→ Brief 1:
From the records below, pull every line that contains the string "load", matching case exactly.

# Odd Bottle EASY MONDAY



## East NC (Aug 17, 2008)

Hello all. I recently found a quart size bottle amber in color with the words "EASY MONDAY" at the top on both sides. I can't seem to find what it is. Anyody know? Most of the bottles I hae been finding in this area are from the late 40's to the 70's. Thanks in advance.


----------



## logueb (Aug 18, 2008)

Welcome EastNC.  That would be quart bleach bottle.  Monday was usually a wash day for many parts of the country. Therefore, the bleach made for an "Easy Monday".    Hope this helps.


----------



## East NC (Aug 18, 2008)

Thanks for the response logueb. Great forum here with lots of info.


----------



## GuntherHess (Aug 18, 2008)

I was thinking it was a liquor to get over the weekend binge[][]


----------



## EAM (Nov 9, 2010)

Hello:  Today is November 9th, 2010, I have read your inquiry as to the bottle reading Easy Monday (your inquiry of 2008):

 This is the actual identity of the bottle you located:  Easy Monday was a starch product used for laundry, the manufacturing facility was located in Lima, Ohio; the person who owned the product was Mr. Paul Glass (now deceased for about 15 years); I know this due to the fact that I knew him and his wife Leah Glass(now deceased), since I was once married to their niece.

 This is the real story!!


----------



## blobbottlebob (Nov 9, 2010)

Welcome EAM,
 Looks like those guys were pretty close in guessing that it was a laundry related product. Do you know if the product is still available?


----------



## surfaceone (Nov 10, 2010)

"BLUE MAGIC FILES FOR STOCK OFFERING. Blue Magic Co. of Ohio, Inc., 901 Florence Ave., Lima, OhiO, filed a registration statement (File 2-20582) with the SEC on July 16th seeking registration of 100,000 shares of common stock, to be offered for public sale at $4 per share. The offering will be made through underwriters headed by Hallowell, Sulzberger, Jenks, Kirkland & Co., Philadelphia National Bank Bldg., Philadelphia, which will receive a 36Â¢ per share commission and $10,000 for expenses. A $5,000 finder's fee is payable by the company to Max Levy.
 The company is engaged principally in the manufacture and sale of liquid starch, a fabric softener (rinse), and spray starch for household use under the trade name "Easy Monday" in certain midwestern states.

→ Input:
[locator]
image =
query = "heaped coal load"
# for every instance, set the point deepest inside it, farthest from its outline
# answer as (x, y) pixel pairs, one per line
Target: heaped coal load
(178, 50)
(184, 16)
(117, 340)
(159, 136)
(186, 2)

→ Brief 2:
According to the forum thread about the Easy Monday bottle, in what city was the Easy Monday manufacturing facility located?

→ Reply 1:
query = "heaped coal load"
Target: heaped coal load

→ Reply 2:
Lima, Ohio.